Written task
Reproduce every line of the listing below without any change.

[Dataset rows showing where objects appear]
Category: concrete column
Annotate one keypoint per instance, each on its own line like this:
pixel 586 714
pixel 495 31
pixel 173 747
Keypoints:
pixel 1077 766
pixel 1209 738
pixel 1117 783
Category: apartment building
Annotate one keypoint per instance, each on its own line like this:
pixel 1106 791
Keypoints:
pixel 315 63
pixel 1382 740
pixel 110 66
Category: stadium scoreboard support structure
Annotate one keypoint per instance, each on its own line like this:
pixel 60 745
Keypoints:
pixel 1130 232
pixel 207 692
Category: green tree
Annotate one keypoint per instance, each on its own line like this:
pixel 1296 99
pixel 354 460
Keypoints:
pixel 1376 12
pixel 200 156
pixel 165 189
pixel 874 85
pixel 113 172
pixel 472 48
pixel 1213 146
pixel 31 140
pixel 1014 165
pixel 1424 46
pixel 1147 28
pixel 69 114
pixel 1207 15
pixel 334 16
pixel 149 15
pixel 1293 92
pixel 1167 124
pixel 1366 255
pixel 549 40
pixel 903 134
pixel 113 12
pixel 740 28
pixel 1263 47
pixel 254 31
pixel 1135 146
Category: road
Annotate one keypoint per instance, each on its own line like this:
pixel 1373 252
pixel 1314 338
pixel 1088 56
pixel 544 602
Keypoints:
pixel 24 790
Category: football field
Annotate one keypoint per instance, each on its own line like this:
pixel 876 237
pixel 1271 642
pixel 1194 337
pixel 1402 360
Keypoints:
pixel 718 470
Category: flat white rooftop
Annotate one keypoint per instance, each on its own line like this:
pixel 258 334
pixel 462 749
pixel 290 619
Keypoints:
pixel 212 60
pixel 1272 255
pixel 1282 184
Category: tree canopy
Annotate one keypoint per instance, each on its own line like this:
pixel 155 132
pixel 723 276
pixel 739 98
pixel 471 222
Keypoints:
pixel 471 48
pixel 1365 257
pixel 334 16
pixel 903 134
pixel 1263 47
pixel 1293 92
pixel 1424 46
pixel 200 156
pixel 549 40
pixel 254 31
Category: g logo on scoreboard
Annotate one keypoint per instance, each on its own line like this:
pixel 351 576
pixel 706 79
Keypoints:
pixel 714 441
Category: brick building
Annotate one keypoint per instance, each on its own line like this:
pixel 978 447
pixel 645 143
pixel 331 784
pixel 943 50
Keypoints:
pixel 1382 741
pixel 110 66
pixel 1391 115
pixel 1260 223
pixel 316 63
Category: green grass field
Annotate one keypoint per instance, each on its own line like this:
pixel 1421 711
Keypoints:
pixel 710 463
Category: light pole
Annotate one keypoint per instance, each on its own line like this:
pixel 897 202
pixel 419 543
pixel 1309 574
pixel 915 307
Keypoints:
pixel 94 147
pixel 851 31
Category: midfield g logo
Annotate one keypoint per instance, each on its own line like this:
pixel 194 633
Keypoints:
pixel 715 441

Task result
Category: concrete column
Annotate one keypoint per instance, each on its own line like this:
pixel 586 714
pixel 495 31
pixel 173 747
Keypoints:
pixel 1077 766
pixel 1209 738
pixel 1117 783
Category: apartment building
Annotate one keypoint per instance, each on its own line like this:
pixel 1106 791
Keypoints:
pixel 315 63
pixel 1382 740
pixel 110 66
Category: stadium scoreboard support structure
Annotate one keypoint per instance, each on its own line like this:
pixel 60 745
Keypoints:
pixel 1130 232
pixel 207 692
Category: green tree
Annotate one keypoint per instance, each on its own line like this:
pixel 1296 99
pixel 354 460
Keypoints:
pixel 1376 12
pixel 200 156
pixel 165 189
pixel 874 85
pixel 113 172
pixel 472 48
pixel 1213 146
pixel 31 140
pixel 1014 165
pixel 1424 46
pixel 1147 28
pixel 69 114
pixel 1207 15
pixel 334 16
pixel 149 15
pixel 1293 92
pixel 1167 124
pixel 1366 255
pixel 549 40
pixel 903 134
pixel 113 12
pixel 740 28
pixel 1263 47
pixel 254 31
pixel 1135 146
Category: road
Annotate one keypoint per instance, each on its own line like this:
pixel 1373 252
pixel 1314 338
pixel 1088 56
pixel 544 602
Keypoints:
pixel 24 790
Category: football field
Annotate one keypoint per instance, each on its own line like this:
pixel 876 237
pixel 1271 642
pixel 1194 337
pixel 1402 360
Keypoints:
pixel 718 470
Category: flat white rooftop
Annotate one keypoint per instance, each on its own line like this:
pixel 258 334
pixel 462 749
pixel 290 619
Keypoints:
pixel 212 60
pixel 1272 255
pixel 1282 184
Category: tree canopy
Annotate one keypoint per instance, each on its own line like this:
pixel 155 132
pixel 723 276
pixel 739 98
pixel 471 222
Keypoints:
pixel 471 48
pixel 1365 257
pixel 334 16
pixel 903 134
pixel 1263 47
pixel 1293 92
pixel 1424 46
pixel 200 156
pixel 549 40
pixel 254 31
Category: g logo on scoreboard
Annotate one keypoint per instance, each on its own line like this:
pixel 351 576
pixel 706 79
Keypoints:
pixel 714 441
Category: brick building
Annotate one keypoint per instance, each on its own line like this:
pixel 978 447
pixel 645 143
pixel 331 784
pixel 943 50
Keypoints:
pixel 1382 741
pixel 110 66
pixel 1391 115
pixel 1260 223
pixel 316 63
Category: green grass field
Annotate one keypoint per instance, each on its own line like this:
pixel 1421 711
Keypoints:
pixel 710 463
Category: light pole
Annotate one keypoint per instance, each on its own line like this:
pixel 897 202
pixel 419 543
pixel 1309 574
pixel 915 307
Keypoints:
pixel 94 147
pixel 851 31
Category: midfield g logo
Annotate one keypoint per instance, each on its own line like this:
pixel 194 633
Keypoints:
pixel 715 441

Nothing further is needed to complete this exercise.